Begin at the line below that contains "Expected: for every instance of the red". Repeat it and all remaining lines of the records exactly.

DATA ROWS:
-*-*-

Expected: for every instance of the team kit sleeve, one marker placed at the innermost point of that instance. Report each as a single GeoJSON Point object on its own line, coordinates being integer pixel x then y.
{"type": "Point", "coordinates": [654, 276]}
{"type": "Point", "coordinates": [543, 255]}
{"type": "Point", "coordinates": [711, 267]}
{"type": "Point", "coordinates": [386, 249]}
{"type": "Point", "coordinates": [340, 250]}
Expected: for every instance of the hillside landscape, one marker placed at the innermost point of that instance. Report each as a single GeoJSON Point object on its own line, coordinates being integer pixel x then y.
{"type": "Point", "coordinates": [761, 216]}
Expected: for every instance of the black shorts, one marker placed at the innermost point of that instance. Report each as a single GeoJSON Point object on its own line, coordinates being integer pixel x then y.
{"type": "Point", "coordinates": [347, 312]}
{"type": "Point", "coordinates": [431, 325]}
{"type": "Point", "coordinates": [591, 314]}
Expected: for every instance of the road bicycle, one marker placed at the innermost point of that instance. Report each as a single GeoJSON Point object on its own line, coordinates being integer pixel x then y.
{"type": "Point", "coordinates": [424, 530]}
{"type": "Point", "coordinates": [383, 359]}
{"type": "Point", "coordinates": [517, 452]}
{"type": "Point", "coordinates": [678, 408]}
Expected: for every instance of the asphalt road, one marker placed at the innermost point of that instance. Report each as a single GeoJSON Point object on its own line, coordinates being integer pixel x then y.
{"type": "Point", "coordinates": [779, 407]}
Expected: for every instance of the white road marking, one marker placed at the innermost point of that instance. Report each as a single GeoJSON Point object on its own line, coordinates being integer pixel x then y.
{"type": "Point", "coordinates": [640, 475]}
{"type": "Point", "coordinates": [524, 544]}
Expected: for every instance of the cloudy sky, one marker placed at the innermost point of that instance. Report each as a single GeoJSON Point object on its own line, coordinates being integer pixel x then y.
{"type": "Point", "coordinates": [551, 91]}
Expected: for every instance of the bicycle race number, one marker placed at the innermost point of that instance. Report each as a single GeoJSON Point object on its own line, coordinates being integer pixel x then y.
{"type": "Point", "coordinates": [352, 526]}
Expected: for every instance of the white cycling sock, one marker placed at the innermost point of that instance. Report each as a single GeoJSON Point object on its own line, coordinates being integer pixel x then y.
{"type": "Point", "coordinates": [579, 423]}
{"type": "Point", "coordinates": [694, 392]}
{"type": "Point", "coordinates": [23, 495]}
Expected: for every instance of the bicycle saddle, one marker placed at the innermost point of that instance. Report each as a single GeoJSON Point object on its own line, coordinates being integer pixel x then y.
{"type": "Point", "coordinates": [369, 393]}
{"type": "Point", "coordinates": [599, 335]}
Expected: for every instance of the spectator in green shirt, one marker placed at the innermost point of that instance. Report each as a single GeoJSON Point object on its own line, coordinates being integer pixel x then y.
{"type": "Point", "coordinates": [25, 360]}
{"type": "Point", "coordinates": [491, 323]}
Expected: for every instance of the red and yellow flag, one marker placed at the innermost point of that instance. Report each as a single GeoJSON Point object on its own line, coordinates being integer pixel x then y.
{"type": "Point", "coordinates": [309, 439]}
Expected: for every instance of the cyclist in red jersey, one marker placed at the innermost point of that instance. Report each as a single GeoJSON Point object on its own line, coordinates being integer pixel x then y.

-*-*-

RESULT OF THE EXERCISE:
Expected: for every instance of the red and yellow flag, one marker placed at the innermost point of that instance. Report each as a single GeoJSON Point object on its own line, coordinates being integer pixel x then y.
{"type": "Point", "coordinates": [309, 439]}
Expected: for every instance of the cyclist in red jersey, one marker placed at the innermost point of that instance. Report each as a single GeoJSON Point object on its own line, coordinates being integer pixel x then y.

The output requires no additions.